— The problem —
Pull out each line of the data below that contains the word "brown" and copy those lines unchanged.
--- BEGIN ---
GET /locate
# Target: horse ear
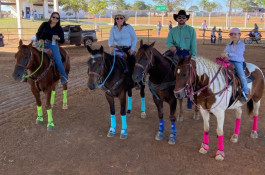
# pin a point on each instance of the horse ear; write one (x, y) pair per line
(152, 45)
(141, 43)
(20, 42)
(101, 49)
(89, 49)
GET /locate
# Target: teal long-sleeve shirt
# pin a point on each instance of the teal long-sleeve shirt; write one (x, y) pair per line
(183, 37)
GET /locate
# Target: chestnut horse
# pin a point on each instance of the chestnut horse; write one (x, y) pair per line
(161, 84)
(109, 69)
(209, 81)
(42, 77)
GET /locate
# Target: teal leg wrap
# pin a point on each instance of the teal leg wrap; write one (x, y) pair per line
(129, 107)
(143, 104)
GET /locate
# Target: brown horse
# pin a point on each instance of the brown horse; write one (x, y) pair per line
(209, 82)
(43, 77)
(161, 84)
--- END ---
--- BEGIN ---
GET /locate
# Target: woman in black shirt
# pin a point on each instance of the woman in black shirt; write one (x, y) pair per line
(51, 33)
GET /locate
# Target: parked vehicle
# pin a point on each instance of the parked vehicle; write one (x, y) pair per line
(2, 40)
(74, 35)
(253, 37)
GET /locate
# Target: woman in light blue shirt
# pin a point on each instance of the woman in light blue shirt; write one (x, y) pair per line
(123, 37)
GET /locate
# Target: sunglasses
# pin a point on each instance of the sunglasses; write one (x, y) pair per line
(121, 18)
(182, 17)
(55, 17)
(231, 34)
--- END ---
--- BEGIN ---
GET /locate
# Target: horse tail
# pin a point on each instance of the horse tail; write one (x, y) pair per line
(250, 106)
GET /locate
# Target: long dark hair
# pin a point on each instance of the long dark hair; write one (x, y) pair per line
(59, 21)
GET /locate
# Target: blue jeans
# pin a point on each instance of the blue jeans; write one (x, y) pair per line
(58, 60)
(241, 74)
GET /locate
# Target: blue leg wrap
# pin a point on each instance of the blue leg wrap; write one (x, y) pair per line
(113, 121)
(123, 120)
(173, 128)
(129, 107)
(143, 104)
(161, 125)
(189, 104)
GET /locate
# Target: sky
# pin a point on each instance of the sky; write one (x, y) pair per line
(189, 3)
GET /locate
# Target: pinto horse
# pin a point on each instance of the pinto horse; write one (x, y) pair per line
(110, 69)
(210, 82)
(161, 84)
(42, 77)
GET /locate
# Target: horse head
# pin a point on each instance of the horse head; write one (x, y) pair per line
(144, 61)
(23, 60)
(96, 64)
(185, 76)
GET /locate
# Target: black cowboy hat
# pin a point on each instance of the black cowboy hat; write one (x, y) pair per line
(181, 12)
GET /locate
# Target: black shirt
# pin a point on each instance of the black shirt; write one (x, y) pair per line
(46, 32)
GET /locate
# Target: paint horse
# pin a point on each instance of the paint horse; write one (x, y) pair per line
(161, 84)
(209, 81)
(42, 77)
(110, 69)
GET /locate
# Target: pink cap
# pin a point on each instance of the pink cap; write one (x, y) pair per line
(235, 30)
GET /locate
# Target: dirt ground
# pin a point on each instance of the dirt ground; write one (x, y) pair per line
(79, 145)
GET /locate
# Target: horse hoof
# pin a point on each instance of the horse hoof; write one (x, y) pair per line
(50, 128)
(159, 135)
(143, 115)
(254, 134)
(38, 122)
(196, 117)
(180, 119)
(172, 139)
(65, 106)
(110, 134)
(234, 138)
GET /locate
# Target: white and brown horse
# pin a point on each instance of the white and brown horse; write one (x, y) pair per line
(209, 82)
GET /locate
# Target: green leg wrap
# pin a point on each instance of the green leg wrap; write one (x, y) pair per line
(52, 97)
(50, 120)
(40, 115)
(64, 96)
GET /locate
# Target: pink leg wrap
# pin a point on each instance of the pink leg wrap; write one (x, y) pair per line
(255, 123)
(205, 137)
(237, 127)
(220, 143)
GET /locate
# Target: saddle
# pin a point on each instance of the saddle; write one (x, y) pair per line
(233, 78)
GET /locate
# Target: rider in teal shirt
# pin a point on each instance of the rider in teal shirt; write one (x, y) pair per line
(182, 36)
--- END ---
— Solution to the problem —
# Target: brown horse
# pin a point on each instance of the brown horse; write one (x, y) pair per line
# Target: white and brown horse
# pin a point on each instance of the white and brown horse; write one (x, y) pair per line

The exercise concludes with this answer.